--- Excerpted passage Enclosed Below ---

- Getting in a workout before you eat breakfast may affect your insulin levels and help you stay healthier.
- Improving insulin sensitivity may help decrease the likelihood of developing diabetes.
- A new study out of the United Kingdom focuses on how mealtimes can affect the results of a workout.
Exercising before breakfast can boost health benefits for people, including burning significantly more fat and helping them better control their blood sugar, according to a new study published this month in The Journal of Clinical Endocrinology & Metabolism by health scientists at two British universities.
In the course of the 6-week study, researchers from the universities of Bath and Birmingham studied dozens of men with overweight or obesity who were sedentary from the Bath region in England.
The study showed that those who worked out before breakfast burned twice the amount of fat than those who exercised after a morning meal.
The researchers found that those who exercised after fasting overnight had lower insulin levels during exercise.
The participants, who engaged in moderate-intensity cycling, ate their meals before 8 p.m. the evening before the exercise.
Researchers compared results from two groups — those who ate breakfast before exercise and those who ate after — with a control group of men that made no lifestyle changes.
Researchers built the study in part on growing evidence that the timing of meals can have an impact on the effectiveness of exercise.
Although working out before breakfast over 6 weeks didn’t lead to any weight loss differences, the study found it did have a positive impact on the participants’ health, because their bodies responded better to insulin.
This effect has significant long-term ramifications: It kept their blood sugar levels in check and has the potential to reduce the risk of conditions such as heart disease and diabetes.
The researchers say their data is the first to show that exercise training before eating breakfast has an impact on moderate-intensity training exercise in men with overweight or obesity.
The researchers explained that the increase in fat use is largely attributable to lower insulin levels during exercise, which means pre-breakfast exercisers end up using more of the fat from their fat tissue and within their muscles as fuel.
“The biggest takeaways from this study are that the timing of meals in relation to exercise can have a profound impact on the responses to exercise,” Javier Gonzalez, PhD, a senior lecturer in human physiology at the University of Bath and one of the study’s co-authors, said by email.

--- End of Enclosed Excerpted passage ---
--- Entries provided Enclosed Below ---

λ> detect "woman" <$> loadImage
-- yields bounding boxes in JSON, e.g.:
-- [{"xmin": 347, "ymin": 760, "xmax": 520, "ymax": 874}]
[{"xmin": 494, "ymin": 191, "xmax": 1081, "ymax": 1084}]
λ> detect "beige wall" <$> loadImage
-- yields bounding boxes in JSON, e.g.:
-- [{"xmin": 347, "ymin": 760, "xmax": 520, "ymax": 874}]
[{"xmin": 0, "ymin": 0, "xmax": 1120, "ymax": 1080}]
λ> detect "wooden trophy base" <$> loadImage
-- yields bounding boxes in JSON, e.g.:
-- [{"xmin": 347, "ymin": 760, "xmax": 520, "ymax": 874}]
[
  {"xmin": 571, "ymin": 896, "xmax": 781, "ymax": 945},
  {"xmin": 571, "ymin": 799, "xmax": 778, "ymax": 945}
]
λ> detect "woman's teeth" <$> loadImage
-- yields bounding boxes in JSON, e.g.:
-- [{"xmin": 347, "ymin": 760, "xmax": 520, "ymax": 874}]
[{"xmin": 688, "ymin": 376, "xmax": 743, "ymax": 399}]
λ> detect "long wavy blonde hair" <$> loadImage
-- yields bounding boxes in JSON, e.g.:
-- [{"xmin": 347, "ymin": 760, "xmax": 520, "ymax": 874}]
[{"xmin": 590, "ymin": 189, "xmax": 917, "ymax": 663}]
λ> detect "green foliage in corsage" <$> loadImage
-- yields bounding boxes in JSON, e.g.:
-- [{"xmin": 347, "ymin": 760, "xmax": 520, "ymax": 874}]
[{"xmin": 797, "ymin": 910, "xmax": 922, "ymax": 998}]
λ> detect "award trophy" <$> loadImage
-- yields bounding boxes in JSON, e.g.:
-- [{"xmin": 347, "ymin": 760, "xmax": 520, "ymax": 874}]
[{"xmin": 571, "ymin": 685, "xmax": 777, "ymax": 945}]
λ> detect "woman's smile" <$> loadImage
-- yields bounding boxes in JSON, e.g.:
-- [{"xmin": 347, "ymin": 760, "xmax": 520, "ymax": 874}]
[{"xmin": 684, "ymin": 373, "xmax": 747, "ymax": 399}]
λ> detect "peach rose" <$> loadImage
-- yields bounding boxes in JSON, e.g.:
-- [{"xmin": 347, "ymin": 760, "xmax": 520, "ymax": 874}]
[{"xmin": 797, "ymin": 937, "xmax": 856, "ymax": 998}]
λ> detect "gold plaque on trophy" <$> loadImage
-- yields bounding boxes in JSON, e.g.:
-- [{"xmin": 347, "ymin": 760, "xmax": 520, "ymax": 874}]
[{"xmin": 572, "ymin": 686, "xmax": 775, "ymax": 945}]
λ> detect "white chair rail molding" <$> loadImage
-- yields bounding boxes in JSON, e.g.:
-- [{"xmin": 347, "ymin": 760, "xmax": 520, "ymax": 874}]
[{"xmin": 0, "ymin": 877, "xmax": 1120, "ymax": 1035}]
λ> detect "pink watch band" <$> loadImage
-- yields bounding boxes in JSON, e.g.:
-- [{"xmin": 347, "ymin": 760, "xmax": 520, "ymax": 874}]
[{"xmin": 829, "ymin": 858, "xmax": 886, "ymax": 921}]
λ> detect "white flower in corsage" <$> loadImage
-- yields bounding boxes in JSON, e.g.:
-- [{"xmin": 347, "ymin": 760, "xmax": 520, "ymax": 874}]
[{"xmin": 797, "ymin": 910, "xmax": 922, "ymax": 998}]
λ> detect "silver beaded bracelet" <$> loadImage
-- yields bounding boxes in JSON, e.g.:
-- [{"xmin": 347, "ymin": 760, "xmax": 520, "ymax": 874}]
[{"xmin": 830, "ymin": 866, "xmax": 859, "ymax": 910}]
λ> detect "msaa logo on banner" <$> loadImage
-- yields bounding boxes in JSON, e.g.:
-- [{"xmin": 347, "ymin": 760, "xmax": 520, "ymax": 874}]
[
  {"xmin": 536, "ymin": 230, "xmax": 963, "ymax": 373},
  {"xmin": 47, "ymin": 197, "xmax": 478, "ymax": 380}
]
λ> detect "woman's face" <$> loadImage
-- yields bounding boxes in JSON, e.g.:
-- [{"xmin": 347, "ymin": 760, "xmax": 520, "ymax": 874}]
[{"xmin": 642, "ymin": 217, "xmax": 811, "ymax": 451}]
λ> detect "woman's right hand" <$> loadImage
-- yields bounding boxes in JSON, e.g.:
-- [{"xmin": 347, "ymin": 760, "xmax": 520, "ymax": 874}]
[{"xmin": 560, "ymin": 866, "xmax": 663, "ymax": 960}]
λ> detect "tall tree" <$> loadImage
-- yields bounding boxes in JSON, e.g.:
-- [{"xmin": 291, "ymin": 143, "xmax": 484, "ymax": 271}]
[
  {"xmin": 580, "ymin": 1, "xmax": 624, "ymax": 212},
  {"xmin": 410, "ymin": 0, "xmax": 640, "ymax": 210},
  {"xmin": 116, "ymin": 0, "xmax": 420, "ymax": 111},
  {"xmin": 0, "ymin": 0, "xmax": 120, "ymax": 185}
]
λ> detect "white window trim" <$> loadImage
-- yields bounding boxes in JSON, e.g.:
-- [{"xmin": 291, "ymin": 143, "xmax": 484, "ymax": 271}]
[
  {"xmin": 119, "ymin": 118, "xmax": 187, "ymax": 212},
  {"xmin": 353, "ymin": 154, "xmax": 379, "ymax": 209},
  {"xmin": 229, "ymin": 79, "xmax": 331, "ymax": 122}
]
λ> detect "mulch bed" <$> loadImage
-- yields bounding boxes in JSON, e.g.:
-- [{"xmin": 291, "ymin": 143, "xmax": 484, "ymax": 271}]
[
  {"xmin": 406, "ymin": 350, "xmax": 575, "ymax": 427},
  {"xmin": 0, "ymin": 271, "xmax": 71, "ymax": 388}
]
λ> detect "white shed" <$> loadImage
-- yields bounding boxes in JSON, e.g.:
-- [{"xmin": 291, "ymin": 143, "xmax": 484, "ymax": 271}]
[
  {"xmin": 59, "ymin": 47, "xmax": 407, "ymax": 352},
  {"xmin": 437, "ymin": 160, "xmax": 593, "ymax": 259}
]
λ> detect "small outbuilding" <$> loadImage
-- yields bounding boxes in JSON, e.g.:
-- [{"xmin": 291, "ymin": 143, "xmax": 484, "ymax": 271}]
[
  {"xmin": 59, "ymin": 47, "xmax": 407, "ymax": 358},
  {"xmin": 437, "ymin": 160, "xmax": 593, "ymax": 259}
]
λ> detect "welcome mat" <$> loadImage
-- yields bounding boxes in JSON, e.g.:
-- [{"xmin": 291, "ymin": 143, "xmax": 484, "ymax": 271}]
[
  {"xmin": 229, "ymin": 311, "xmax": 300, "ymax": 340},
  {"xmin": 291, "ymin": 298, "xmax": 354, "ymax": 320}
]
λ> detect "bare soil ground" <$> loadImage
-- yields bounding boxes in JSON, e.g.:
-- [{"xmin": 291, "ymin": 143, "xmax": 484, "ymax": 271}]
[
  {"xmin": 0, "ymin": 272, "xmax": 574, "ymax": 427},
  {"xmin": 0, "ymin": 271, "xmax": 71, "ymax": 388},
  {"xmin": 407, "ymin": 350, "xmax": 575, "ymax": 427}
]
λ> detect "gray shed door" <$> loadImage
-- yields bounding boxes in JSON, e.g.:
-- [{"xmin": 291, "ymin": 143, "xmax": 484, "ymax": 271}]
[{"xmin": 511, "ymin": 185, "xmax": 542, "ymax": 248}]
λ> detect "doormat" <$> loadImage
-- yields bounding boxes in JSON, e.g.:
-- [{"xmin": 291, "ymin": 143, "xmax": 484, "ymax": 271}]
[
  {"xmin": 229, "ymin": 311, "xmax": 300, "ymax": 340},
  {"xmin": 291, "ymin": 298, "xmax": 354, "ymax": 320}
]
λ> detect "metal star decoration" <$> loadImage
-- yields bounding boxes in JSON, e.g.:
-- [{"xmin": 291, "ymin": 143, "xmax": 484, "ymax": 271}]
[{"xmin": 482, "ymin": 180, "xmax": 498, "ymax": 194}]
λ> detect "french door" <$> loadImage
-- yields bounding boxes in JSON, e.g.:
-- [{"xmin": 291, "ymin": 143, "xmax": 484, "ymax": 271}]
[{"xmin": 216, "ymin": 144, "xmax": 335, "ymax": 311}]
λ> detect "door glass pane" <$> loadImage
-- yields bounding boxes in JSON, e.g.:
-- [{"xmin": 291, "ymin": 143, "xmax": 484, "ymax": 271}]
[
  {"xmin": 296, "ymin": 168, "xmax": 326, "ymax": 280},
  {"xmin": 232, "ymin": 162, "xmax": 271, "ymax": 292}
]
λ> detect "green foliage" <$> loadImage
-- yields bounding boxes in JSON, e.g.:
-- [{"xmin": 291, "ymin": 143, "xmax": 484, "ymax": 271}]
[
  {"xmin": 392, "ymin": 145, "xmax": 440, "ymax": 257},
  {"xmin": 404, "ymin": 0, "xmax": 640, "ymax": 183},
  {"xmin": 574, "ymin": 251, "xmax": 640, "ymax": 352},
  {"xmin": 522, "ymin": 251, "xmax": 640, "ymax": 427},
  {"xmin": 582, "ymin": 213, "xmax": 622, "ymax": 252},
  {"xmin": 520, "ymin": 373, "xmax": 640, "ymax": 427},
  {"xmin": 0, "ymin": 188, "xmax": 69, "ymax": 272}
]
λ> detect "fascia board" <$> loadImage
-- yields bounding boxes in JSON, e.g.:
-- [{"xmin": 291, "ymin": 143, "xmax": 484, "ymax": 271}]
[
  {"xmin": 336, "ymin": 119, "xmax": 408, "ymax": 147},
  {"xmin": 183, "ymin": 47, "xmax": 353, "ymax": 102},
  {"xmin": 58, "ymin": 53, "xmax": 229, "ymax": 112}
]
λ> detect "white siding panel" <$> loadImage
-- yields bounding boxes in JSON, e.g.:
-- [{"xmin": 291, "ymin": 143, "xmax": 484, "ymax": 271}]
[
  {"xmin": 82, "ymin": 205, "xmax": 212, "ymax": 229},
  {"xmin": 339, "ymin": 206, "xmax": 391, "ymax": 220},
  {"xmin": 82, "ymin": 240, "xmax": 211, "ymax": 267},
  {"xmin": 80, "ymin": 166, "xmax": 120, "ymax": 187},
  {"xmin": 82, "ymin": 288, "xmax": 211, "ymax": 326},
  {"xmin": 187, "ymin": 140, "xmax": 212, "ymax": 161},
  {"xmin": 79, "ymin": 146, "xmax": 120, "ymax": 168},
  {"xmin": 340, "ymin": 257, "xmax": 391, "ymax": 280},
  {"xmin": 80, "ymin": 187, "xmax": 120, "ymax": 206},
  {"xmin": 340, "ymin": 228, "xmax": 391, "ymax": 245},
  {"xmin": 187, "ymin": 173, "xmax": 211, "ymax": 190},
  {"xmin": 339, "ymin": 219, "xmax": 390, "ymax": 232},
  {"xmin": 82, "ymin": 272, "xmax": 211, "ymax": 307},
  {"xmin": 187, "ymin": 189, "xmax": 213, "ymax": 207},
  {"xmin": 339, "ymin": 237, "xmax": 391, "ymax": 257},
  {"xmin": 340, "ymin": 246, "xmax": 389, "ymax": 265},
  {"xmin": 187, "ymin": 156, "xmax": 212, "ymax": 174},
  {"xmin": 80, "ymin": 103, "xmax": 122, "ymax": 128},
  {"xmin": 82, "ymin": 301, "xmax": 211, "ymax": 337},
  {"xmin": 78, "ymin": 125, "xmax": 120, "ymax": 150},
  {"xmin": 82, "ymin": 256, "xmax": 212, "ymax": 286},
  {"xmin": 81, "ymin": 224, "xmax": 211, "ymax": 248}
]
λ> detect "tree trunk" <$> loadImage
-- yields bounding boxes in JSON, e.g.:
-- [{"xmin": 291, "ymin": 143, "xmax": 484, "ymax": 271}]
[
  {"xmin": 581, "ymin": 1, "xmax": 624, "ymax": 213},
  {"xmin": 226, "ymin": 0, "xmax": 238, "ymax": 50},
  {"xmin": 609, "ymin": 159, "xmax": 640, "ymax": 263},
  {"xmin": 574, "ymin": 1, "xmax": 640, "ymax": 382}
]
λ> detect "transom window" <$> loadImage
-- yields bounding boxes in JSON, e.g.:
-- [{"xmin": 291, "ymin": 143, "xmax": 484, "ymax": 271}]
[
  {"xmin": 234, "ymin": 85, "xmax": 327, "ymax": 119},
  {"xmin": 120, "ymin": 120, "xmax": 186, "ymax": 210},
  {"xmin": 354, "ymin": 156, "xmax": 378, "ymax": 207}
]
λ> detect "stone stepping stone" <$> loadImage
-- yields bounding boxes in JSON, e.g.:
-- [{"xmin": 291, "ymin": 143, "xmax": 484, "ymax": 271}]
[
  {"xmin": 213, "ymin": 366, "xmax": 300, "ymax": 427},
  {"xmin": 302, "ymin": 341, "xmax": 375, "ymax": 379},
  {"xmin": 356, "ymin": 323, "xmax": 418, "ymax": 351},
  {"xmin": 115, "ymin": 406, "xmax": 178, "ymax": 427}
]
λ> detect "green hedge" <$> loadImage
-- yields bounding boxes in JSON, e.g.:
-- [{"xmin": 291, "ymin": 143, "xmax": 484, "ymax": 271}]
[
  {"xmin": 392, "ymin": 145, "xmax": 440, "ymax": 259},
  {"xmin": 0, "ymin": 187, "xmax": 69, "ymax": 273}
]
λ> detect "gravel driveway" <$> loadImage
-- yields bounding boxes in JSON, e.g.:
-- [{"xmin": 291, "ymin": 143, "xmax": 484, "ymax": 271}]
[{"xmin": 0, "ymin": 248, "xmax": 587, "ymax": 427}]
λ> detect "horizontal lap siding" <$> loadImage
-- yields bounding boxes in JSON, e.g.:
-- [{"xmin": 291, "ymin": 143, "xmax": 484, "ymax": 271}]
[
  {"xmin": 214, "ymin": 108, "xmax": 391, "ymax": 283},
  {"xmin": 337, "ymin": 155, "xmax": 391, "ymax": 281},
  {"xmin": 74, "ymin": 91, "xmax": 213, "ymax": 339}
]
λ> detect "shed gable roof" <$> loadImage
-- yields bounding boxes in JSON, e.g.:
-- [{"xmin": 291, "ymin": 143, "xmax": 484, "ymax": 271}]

--- End of Enclosed Entries provided ---

▶ [Tasks and exercises]:
- A) In the article on exercising before breakfast, researchers from which two universities carried out the study?
- B) Continue the article on exercising before breakfast from the point where it stops.
The records have no connection to the text.

▶ [Answer section]:
- A) The universities of Bath and Birmingham.

- B)
“For people looking to maximize the health benefits of exercise, performing some sessions in an overnight fasted state is likely to provide greater benefits than performing all sessions after breakfast,” he said.
Gonzalez noted that previous research has suggested a single session of exercise performed before breakfast increases fat use. But before this study, no one knew for certain whether this increase in fat use persists over a training program or a sustained period of time.
“Here we demonstrate that the increase in fat use with exercise before breakfast persists throughout six weeks of training, even as people get fitter,” Gonzalez said. “Furthermore, this translates into improvements in insulin sensitivity and adaptations in muscle associated with glucose control.”
He added that these improvements in insulin sensitivity and adaptations to muscle have the potential to reduce the risk of developing type 2 diabetes.
Todd Astorino, PhD, a professor of kinesiology at California State University San Marcos, said health scientists have known for at least 40 years that abstaining from food before exercise enhances a reliance on fat as fuel.
“So their results showing this are not novel,” he said by email. But he said what is novel is that high insulin levels were reduced with exercise training before, but not after, carbohydrate ingestion.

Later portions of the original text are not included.